What is needed
Copy out the listing below word for word, leaving out the pictures.

-=-=-

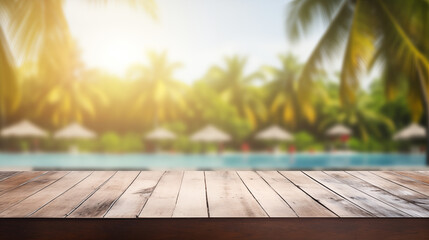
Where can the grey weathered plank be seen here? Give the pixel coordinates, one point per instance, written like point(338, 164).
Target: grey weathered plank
point(227, 196)
point(37, 200)
point(134, 198)
point(162, 202)
point(302, 204)
point(16, 180)
point(404, 181)
point(18, 194)
point(270, 201)
point(71, 199)
point(380, 194)
point(192, 201)
point(100, 202)
point(329, 199)
point(393, 188)
point(415, 175)
point(361, 199)
point(6, 174)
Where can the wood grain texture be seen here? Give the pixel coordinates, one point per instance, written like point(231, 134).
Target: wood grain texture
point(72, 198)
point(302, 204)
point(6, 174)
point(100, 202)
point(39, 199)
point(415, 175)
point(214, 194)
point(227, 196)
point(329, 199)
point(370, 204)
point(192, 201)
point(17, 180)
point(270, 201)
point(393, 188)
point(163, 200)
point(20, 193)
point(380, 194)
point(404, 181)
point(135, 197)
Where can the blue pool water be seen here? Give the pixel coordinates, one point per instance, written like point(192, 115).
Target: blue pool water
point(214, 162)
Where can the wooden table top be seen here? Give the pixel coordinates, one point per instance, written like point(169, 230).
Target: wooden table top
point(213, 194)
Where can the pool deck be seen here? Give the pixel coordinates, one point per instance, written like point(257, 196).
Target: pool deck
point(236, 203)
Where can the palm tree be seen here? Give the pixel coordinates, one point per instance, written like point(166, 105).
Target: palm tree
point(37, 29)
point(235, 87)
point(392, 34)
point(283, 94)
point(360, 115)
point(66, 94)
point(159, 95)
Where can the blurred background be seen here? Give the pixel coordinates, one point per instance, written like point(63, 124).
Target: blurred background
point(230, 77)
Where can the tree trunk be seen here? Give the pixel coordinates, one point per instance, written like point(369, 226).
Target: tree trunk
point(424, 93)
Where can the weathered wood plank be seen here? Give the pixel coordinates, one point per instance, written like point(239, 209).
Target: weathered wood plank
point(329, 199)
point(71, 199)
point(17, 180)
point(270, 201)
point(380, 194)
point(404, 181)
point(20, 193)
point(302, 204)
point(134, 198)
point(227, 196)
point(415, 175)
point(378, 208)
point(39, 199)
point(100, 202)
point(393, 188)
point(192, 201)
point(163, 199)
point(6, 174)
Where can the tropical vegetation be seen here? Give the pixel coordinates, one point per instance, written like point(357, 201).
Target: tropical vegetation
point(54, 88)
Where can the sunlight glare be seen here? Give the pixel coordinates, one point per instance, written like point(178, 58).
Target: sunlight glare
point(116, 55)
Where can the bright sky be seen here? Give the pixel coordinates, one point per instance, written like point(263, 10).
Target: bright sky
point(194, 32)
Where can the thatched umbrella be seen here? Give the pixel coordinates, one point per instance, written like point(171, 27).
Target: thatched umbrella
point(211, 134)
point(75, 131)
point(274, 133)
point(160, 134)
point(24, 129)
point(413, 131)
point(339, 130)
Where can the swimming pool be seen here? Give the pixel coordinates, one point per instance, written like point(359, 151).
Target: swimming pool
point(208, 162)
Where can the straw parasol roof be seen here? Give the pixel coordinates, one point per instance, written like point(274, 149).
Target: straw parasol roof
point(23, 129)
point(338, 130)
point(160, 134)
point(74, 130)
point(210, 134)
point(413, 131)
point(274, 133)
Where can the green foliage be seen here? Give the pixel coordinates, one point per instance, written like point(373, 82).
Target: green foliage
point(112, 142)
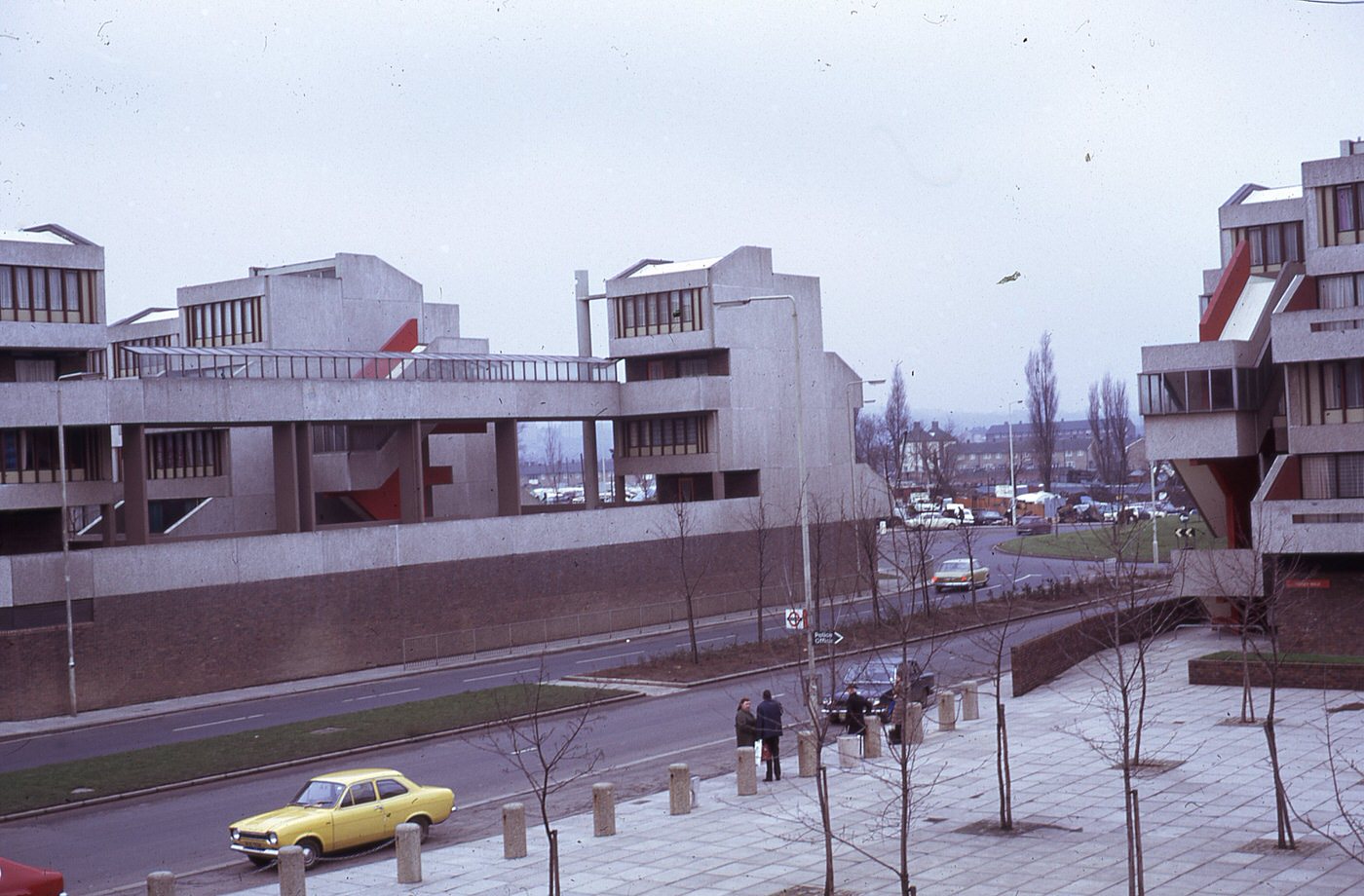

-=-=-

Answer to the task
Where can the grey weathered plank be seen here? Give the pixel coordinates, one point per instance, written like point(338, 164).
Target: grey weathered plank
point(227, 196)
point(37, 200)
point(134, 198)
point(162, 202)
point(302, 204)
point(16, 180)
point(404, 181)
point(18, 194)
point(270, 201)
point(71, 199)
point(380, 194)
point(192, 201)
point(100, 202)
point(329, 199)
point(393, 188)
point(415, 175)
point(361, 199)
point(6, 174)
Where can the wood grain texture be seen here? Give the pixel coordinates, one point per instance, written like point(231, 134).
Target: wood grain texture
point(72, 198)
point(302, 204)
point(6, 174)
point(100, 202)
point(39, 199)
point(415, 175)
point(214, 194)
point(227, 196)
point(329, 199)
point(370, 204)
point(192, 201)
point(17, 180)
point(270, 201)
point(393, 188)
point(163, 200)
point(20, 193)
point(380, 194)
point(404, 181)
point(135, 197)
Where can the blue pool water be seen here? Give the pixel coordinates, one point per instance, written like point(192, 115).
Target: blue pool water
point(214, 162)
Where can the wooden table top be seen here? Give the pixel coordinates, one point per instance, written like point(169, 230).
Target: wooden table top
point(213, 194)
Where can the pool deck be seen here? Give the pixel coordinates, one point per instance, written like point(257, 196).
Target: pool deck
point(236, 203)
Where can the palm tree be seen here? Give the pixel coordinates, one point per instance, written like point(166, 105).
Target: palm tree
point(37, 29)
point(235, 87)
point(392, 34)
point(283, 94)
point(360, 115)
point(66, 94)
point(159, 95)
Where can the blurred background be seen here? Give the pixel coordinates, one point per instance, written like point(63, 124).
Target: blurred background
point(230, 77)
Where can the tree trunk be seen here? Give the pixel coordinates, one point per instance, written like point(369, 226).
Target: tree trunk
point(424, 93)
Where can the weathered wood plank be seen here? Give the pixel coordinates, one point per instance, written like point(239, 209).
Target: weathered wood plank
point(329, 199)
point(71, 199)
point(17, 180)
point(270, 201)
point(380, 194)
point(404, 181)
point(20, 193)
point(302, 204)
point(134, 198)
point(227, 196)
point(415, 175)
point(378, 208)
point(39, 199)
point(100, 202)
point(393, 188)
point(192, 201)
point(163, 199)
point(6, 174)
Where can the tropical vegetation be seen here? Give the pixel coordinates, one point per instance, written like point(357, 201).
Target: tropical vegetation
point(54, 88)
Where can the sunlight glare be seen here? Give the pixel coordinates, one point per instance, written like point(178, 58).
Target: sunlight glare
point(116, 55)
Where can the bright sky be seen here? Give the pixel coordinates, one point per instance, written like point(263, 10).
Target: bright sky
point(194, 32)
Where can the thatched umbrella be seen here? Give the pixel coordinates, one point per instance, written like point(171, 27).
Target: thatched umbrella
point(211, 134)
point(75, 131)
point(274, 133)
point(160, 134)
point(24, 129)
point(413, 131)
point(339, 130)
Where can the swimming pool be seen here? Give the pixel coordinates, one point per instance, written like point(359, 151).
Target: swimming pool
point(208, 162)
Where can the straw parasol roof be seen here? Give the pixel coordinates, one point per instance, written like point(274, 149).
Target: straw parasol roof
point(23, 129)
point(338, 130)
point(160, 134)
point(74, 130)
point(210, 134)
point(413, 131)
point(274, 133)
Where can the green foliage be seen here? Give the pixel coordinates, one point per instance, written like point(373, 82).
Target: green foliage
point(112, 142)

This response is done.